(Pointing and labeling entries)
□ □ □

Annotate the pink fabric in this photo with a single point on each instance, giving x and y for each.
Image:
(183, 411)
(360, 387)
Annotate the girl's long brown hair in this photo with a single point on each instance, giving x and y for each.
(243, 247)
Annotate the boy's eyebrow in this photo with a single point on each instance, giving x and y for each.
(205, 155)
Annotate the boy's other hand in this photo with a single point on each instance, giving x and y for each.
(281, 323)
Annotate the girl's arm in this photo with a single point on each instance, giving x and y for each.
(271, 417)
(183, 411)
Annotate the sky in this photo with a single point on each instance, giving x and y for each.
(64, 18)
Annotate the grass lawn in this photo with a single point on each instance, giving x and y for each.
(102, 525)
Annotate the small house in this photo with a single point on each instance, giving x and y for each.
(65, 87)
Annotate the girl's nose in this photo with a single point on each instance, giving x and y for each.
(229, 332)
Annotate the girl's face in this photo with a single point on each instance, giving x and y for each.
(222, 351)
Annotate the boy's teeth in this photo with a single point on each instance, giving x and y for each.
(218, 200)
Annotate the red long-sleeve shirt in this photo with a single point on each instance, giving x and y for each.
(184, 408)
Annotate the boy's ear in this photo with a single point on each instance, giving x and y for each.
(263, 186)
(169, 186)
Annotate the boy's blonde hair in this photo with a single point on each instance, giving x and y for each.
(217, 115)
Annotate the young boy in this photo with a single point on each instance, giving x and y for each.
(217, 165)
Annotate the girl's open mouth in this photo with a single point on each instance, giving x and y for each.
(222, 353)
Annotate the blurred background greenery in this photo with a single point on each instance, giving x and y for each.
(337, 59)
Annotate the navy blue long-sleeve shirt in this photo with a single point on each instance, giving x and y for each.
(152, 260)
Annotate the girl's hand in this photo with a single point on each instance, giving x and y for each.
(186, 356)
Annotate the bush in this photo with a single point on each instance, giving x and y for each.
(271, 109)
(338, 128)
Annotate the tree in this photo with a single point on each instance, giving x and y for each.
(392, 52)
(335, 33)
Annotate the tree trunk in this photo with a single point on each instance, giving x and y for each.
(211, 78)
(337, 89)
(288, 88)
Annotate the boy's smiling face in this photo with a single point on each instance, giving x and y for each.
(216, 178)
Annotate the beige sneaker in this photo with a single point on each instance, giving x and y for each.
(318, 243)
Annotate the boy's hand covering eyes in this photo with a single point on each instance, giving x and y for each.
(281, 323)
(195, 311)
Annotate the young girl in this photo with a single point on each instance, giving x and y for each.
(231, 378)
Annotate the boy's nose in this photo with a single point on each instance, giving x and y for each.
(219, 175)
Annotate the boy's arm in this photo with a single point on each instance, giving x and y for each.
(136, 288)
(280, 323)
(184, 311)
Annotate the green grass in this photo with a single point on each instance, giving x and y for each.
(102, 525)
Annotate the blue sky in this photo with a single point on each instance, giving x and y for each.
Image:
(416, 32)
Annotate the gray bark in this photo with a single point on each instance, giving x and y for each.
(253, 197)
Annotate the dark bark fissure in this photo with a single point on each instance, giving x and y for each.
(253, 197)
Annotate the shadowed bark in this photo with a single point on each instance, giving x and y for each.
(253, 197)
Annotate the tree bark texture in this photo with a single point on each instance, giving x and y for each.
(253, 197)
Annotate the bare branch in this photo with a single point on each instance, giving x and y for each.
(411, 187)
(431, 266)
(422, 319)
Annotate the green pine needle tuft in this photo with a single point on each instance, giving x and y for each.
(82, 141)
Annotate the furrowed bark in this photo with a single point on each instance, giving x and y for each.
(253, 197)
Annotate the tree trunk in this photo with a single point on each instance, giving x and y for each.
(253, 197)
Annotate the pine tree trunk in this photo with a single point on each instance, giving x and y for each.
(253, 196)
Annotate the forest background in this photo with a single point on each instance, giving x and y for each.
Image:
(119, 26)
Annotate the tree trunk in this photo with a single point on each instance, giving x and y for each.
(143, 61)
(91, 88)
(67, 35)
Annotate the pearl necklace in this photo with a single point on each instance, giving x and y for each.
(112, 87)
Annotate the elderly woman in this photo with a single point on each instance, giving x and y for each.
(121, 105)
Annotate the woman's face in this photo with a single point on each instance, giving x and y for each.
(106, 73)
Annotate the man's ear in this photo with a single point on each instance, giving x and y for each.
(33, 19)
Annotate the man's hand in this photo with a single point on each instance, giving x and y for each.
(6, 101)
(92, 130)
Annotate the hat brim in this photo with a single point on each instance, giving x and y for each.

□ □ □

Your task> Go through the records above and set each one down exactly, please.

Solution to the exercise>
Annotate the pink fabric in this photo with a single point on each instance, giving x and y for each.
Image:
(183, 411)
(360, 387)
Annotate the girl's long brown hair in this photo with a single point on each instance, giving x and y for each.
(243, 247)
Annotate the boy's eyebrow in this photo with a single point on each instance, giving x and y for each.
(205, 155)
Annotate the boy's other hand in this photo with a single point on each instance, giving x and y for each.
(281, 323)
Annotate the girl's arm in this photo with a single point on each instance, giving x and y for each.
(271, 417)
(183, 411)
Annotate the sky in this photo with a single point on each instance, giving x and y for each.
(64, 18)
Annotate the grass lawn in this photo with a single point on each instance, giving x and y for each.
(102, 525)
Annotate the small house in this photo with a single point on each instance, giving x and y for each.
(65, 87)
Annotate the girl's nose in this photo with a single point on each instance, giving x and y for each.
(229, 332)
Annotate the girl's face in this photo with a single point on each instance, giving x and y for each.
(222, 351)
Annotate the boy's teeth in this photo with a single point on each instance, giving x and y for each.
(218, 200)
Annotate the red long-sleeve shirt in this photo with a single point on each instance, giving x and y for each.
(184, 408)
Annotate the boy's ear in this photo with a single point on each instance, giving x and y for each.
(263, 186)
(169, 186)
Annotate the boy's blonde hair in this photo with a single point on each instance, giving x and y for each.
(217, 115)
Annotate the young boy in this photo with a single point on each instance, giving x and y for each.
(217, 165)
Annotate the girl's open mouth in this photo with a single point on each instance, giving x and y for each.
(222, 353)
Annotate the blurred background greenery in this photo with a single point on each instance, giving x and y for each.
(337, 59)
Annotate the navy blue long-sleeve shirt in this photo with a single point on each instance, giving x and y for each.
(152, 260)
Annotate the girl's hand in this photo with a single point on each instance, giving x and y for each.
(186, 356)
Annotate the bush in this photo with a single point on each instance, giving x and y for each.
(271, 109)
(338, 128)
Annotate the tree in this photo with a single point on each instance, giving x and y for each.
(392, 52)
(335, 33)
Annotate the tree trunk in this photo with a single point on each instance, giving x and y for each.
(211, 78)
(337, 89)
(288, 88)
Annotate the boy's smiling face in this photo with a single point on each instance, giving x and y for each.
(216, 178)
Annotate the beige sneaker in this photo with a single point on each instance, giving x and y for each.
(318, 243)
Annotate the boy's hand covering eyes in this photo with a single point on each instance, giving x and y for each.
(281, 323)
(195, 311)
Annotate the young girl in this photo with a single point on each instance, giving x and y for each.
(231, 378)
Annotate the boy's nose in this photo with a single point on each instance, giving x and y for each.
(219, 175)
Annotate the boy's arm in this photo with a single point on each instance, giving x and y for each.
(136, 288)
(280, 323)
(184, 311)
Annotate the green grass in this photo with a single point on each instance, giving x and y for each.
(102, 525)
Annotate the blue sky in this photo with a single point on each instance, giving x and y for each.
Image:
(416, 32)
Annotate the gray bark in this photo with a single point on each instance, giving x and y for each.
(253, 197)
Annotate the dark bark fissure in this photo with a single point on each instance, giving x and y for each.
(253, 197)
Annotate the shadowed bark in this photo with a single point on each instance, giving x and y for each.
(253, 197)
Annotate the tree bark texture in this photo with a single point on each instance, giving x and y for each.
(253, 197)
Annotate the bare branch in this photo with a single point on each instance, giving x and y for each.
(411, 187)
(431, 266)
(422, 319)
Annotate the green pine needle tuft in this photo with a single point on each instance, giving x and y for each.
(82, 141)
Annotate the furrowed bark in this photo with a single point on each instance, giving x and y for each.
(253, 197)
Annotate the tree trunk in this photo with a single point on each instance, giving x and y for each.
(253, 197)
Annotate the pine tree trunk in this photo with a single point on each instance, giving x and y for each.
(253, 196)
Annotate the forest background in this photo with a single point on each instance, giving x and y for each.
Image:
(119, 26)
Annotate the tree trunk in this photo with a single point on each instance, giving x and y for each.
(143, 61)
(91, 88)
(67, 35)
Annotate the pearl necklace in this photo with a single point on each instance, giving x and y for each.
(112, 87)
Annotate the elderly woman in this photo with a single point on each instance, giving x and y for each.
(121, 105)
Annotate the woman's face in this photo with a single point on each instance, giving x and y for each.
(106, 73)
Annotate the man's ear in this photo with a single point on each instance, giving x and y for each.
(33, 19)
Annotate the man's hand in this photo with a single point on each instance, giving x and y for each.
(6, 101)
(92, 130)
Annotate the hat brim in this photo with a single point on each instance, giving x and y for each.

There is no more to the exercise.